Goals:
1 - In the narwhal passage, what town did McLeish grow up in?
2 - Carry on writing the narwhal passage from the point where it stops.

Selected excerpt:
“That may have been my most challenging experience, partly because of the food and communication issues but mostly because I was there to observe a narwhal hunt, which, to a wildlife lover like me, was an awful thing to witness,” said McLeish, a resident of Burrillville who grew up in North Kingstown. “But in order to tell the complete story of the narwhal, I had to learn about subsistence hunting firsthand.”
Narwhals are small whales most notable for their 8-foot long spiral tusk, a tooth that grows through their upper lip and is used by males to maintain social order. The tusk plays a role in the unicorn myth, too, and they can sell for thousands of dollars (though it is illegal to own one in the U.S.)

Data extract:
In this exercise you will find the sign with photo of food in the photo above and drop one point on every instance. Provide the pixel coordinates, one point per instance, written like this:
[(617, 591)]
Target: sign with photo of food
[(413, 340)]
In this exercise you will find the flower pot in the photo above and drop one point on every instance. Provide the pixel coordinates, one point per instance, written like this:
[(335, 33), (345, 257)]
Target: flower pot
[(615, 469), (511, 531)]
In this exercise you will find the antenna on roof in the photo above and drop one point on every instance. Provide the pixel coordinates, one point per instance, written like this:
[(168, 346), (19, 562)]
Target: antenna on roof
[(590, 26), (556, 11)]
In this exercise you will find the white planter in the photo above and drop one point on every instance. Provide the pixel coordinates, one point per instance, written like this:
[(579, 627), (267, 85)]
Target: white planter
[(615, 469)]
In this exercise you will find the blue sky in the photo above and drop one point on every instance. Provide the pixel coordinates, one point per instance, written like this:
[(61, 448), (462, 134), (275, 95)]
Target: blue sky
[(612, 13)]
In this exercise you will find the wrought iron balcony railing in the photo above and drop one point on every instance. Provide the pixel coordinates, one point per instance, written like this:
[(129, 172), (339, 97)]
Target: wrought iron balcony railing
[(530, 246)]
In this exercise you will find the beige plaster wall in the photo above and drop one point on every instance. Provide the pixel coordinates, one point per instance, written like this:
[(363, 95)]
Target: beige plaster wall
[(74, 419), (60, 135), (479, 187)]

Task-by-task answers:
1 - North Kingstown

2 -
McLeish, who wrote two previous books about rare wildlife in New England, said he has been fascinated by narwhals since childhood. In addition to his trip to Greenland, he also spent two weeks with Canadian researchers in a camp 400 miles north of the Arctic Circle as they sought to trap narwhals and attach satellite tracking devices on them to monitor their migration.
“It was the middle of summer, but still only 35 degrees, we were in 24-hour daylight, and we had to stand guard around the clock to watch out for polar bears,” he said. “Every six or eight hours a group of about 200 narwhals swam by our camp, and it was pretty amazing to see and hear them parade by. And for the whole two weeks I was there, the whales successfully avoided being caught in our nets.”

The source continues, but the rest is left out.